__Task set__
(a) In the article on James's depression, what did his report from the psychiatric hospital say?
(b) In the article on James's depression, condense the paragraph beginning "My mother will see how much I'm eating" into two or three sentences.
(c) Summarize the article on James's depression in two sentences.

__Study text__
He explained: "I couldn't do anything. I couldn't sleep, I couldn't read a book, I couldn't watch a film, I couldn't eat. I was just like, 'What am I meant to do?' I was better off in my own company, so I didn't have the additional worry of someone thinking, 'What's wrong with him?' I removed myself from everything.'
‘The fact is, no matter what experience someone has, your family members are the hardest people [to talk to]… You also have a very different way of interacting with your family than you do with your friends. And actually, I behave like Kevin from 'Kevin & Perry'. I'm the youngest child, so I think that's normal. And they are so tuned into you that they can see what other people can't.
"My mother will see how much I'm eating and know that there's something wrong. She'll see the way that I look at her and know there's something wrong. It's the same with all my family. We are very close. And I think that can be… a challenge. And I do remember feeling that I almost had to say to them, 'I'll be back, but this is a process and it's going to take time for me to recover.'"
James also revealed that he had suicidal thoughts during his battle with depression, although he never took any action.
When asked at a psychiatric hospital if he was having suicidal thoughts, James said: "I remember thinking, 'I might have to answer this one truthfully, because I want them to help me.' So I said, 'Well, actually, yes, but I don't think I'll ever action it.' In my report it said I had suicidal thoughts but wasn't a threat to myself.'
"I couldn't bear to do that to my family or dogs, but it was that moment of like… My mind was going down that route. Because I thought 'you need a way out'. So having Ella [one of his dogs] with me that entire time… I wouldn't say she saved my life because we never got as far as that. But actually, what I have learnt since having been exposed a bit more to this [mental health] conversation is that suicide is often the word you feel you can't go anywhere near, but to think about it is quite common, and talking about that should not be a taboo."
And despite his struggles, James revealed he is happy he went through a battle with his mental health because it has made him grateful for everything in his life.
He said: "Despite all of it, I'm very pleased that I went through it, because of who I am on the other side… well, it's like a rebirth. I can't remember feeling like it [ever]. This is who I am now. I am conscious that I have not got rid of it [the depression], it's still there. But I'm on top of it, and I'm aware that if I don't work hard at maintaining control of it, then it has the ability to come back."

__Data section__

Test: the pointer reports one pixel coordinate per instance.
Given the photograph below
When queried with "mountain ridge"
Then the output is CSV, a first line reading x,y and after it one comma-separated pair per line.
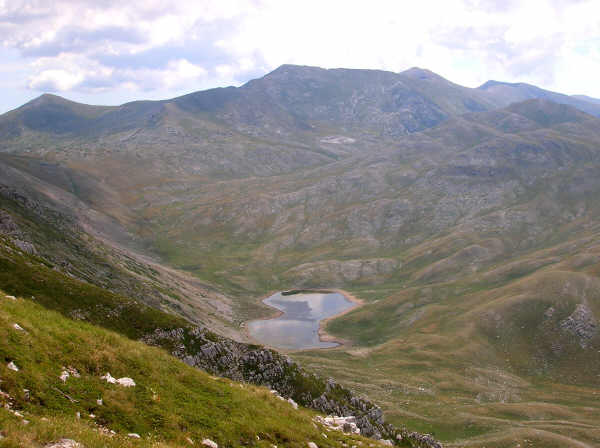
x,y
465,222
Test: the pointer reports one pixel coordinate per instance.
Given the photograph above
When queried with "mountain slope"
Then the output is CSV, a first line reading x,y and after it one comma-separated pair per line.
x,y
506,93
467,223
170,404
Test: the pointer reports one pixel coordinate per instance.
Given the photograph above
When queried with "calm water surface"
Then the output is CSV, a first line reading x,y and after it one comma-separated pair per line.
x,y
298,326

__Expected outputs__
(a) It said he had suicidal thoughts but was not a threat to himself.

(b) James's mother can tell something is wrong from how much he eats and how he looks at her, and the rest of his close family is the same, which he finds can be a challenge. He remembers feeling he had to tell them he would be back but that recovery was a process that would take time.

(c) During his depression James withdrew from everything and found his family the hardest people to talk to, since they could see what others couldn't. He had suicidal thoughts but never acted on them, and he is now pleased he went through it, describing it as a rebirth while working to keep the depression under control.